[Data extract — start]

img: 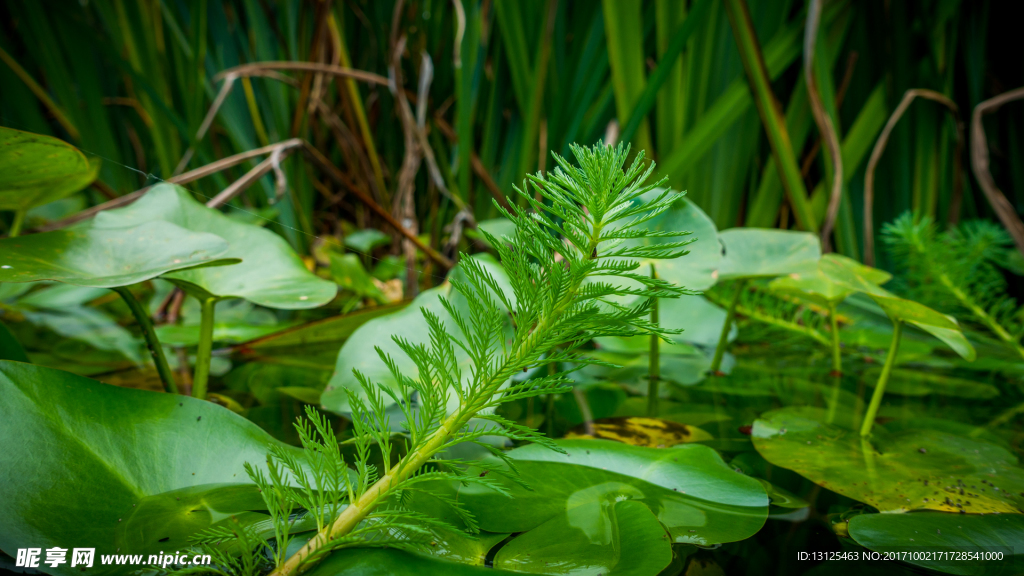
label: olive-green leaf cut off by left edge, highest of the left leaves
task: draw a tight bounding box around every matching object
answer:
[0,126,99,210]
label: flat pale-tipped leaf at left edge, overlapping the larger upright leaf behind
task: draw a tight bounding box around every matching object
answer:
[0,221,239,288]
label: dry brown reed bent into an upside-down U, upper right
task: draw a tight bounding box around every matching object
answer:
[864,88,964,266]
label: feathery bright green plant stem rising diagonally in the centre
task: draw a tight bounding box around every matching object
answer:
[200,142,690,576]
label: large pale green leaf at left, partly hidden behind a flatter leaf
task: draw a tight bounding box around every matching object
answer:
[92,184,337,310]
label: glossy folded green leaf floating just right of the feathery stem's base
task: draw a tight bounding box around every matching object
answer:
[459,440,768,545]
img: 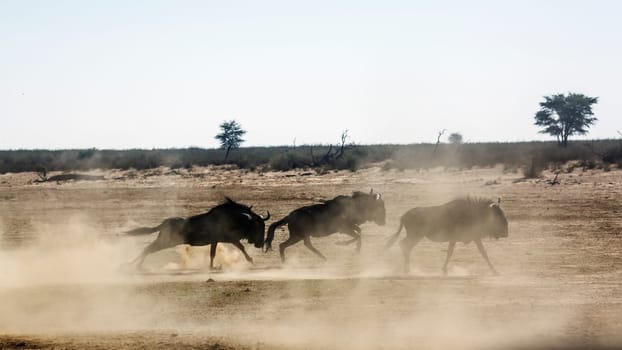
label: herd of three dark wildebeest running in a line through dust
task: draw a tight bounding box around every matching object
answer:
[126,190,508,274]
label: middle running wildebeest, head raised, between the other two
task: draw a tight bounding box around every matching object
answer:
[266,190,386,261]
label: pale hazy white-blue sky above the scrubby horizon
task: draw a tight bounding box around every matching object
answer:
[0,0,622,149]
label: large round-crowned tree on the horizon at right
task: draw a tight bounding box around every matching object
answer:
[534,93,598,147]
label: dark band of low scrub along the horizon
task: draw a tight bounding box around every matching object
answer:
[0,140,622,173]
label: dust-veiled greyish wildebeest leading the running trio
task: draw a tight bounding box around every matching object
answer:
[386,198,508,274]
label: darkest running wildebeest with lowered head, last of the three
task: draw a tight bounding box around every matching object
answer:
[126,197,270,269]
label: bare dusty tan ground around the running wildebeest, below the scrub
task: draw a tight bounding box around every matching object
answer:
[0,168,622,349]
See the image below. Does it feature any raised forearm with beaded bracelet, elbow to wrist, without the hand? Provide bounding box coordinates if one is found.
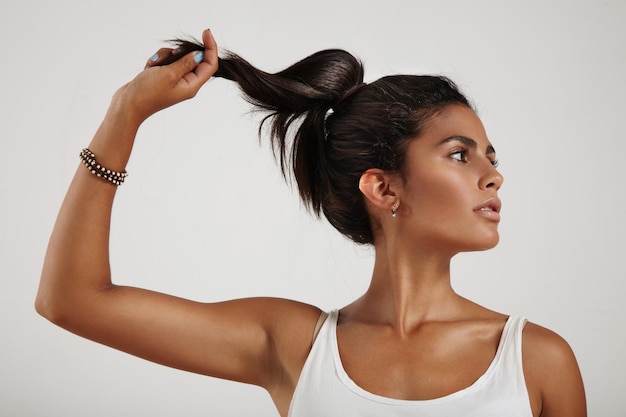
[36,99,139,322]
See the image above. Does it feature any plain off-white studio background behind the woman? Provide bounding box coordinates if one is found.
[0,0,626,417]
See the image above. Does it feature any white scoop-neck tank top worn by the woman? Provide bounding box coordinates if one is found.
[289,310,532,417]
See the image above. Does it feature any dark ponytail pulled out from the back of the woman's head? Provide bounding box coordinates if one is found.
[216,49,363,215]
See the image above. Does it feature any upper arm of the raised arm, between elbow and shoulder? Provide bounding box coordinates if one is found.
[45,286,319,387]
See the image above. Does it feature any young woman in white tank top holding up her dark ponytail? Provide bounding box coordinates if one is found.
[36,30,586,417]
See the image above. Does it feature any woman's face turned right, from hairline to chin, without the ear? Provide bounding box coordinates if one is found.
[398,105,503,254]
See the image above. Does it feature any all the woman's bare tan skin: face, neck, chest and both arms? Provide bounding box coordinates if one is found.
[36,31,586,417]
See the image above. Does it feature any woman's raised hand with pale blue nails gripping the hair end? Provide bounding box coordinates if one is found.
[113,29,218,125]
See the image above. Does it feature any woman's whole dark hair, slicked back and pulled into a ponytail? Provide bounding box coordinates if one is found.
[162,40,471,243]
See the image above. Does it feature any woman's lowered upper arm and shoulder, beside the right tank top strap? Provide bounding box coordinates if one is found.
[522,323,587,417]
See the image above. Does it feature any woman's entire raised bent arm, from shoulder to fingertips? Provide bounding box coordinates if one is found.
[36,30,319,404]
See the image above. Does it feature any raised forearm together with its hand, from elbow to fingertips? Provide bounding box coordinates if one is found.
[36,30,218,333]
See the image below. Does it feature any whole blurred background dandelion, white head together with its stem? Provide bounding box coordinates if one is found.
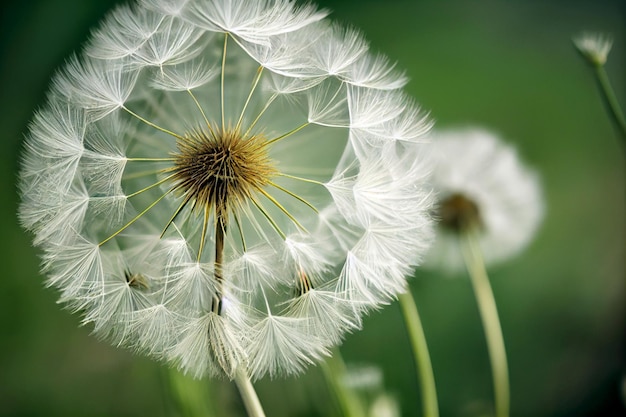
[425,128,544,417]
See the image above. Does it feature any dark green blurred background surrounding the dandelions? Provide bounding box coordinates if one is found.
[0,0,626,417]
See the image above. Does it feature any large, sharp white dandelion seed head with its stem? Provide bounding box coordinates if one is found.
[20,0,431,415]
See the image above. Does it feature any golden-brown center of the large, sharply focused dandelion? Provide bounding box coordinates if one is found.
[173,130,276,221]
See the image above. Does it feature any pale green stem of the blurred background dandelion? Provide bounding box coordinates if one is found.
[461,227,510,417]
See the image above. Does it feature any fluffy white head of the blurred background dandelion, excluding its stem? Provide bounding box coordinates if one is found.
[425,129,543,270]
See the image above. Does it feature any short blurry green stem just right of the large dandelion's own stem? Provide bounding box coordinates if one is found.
[322,348,366,417]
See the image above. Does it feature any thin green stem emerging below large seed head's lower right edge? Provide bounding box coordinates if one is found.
[398,289,439,417]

[Data extract — finish]

Brief ▸
Count the lines of the listing above that contain the word "three", and give only the total.

Solution for this task ▸
2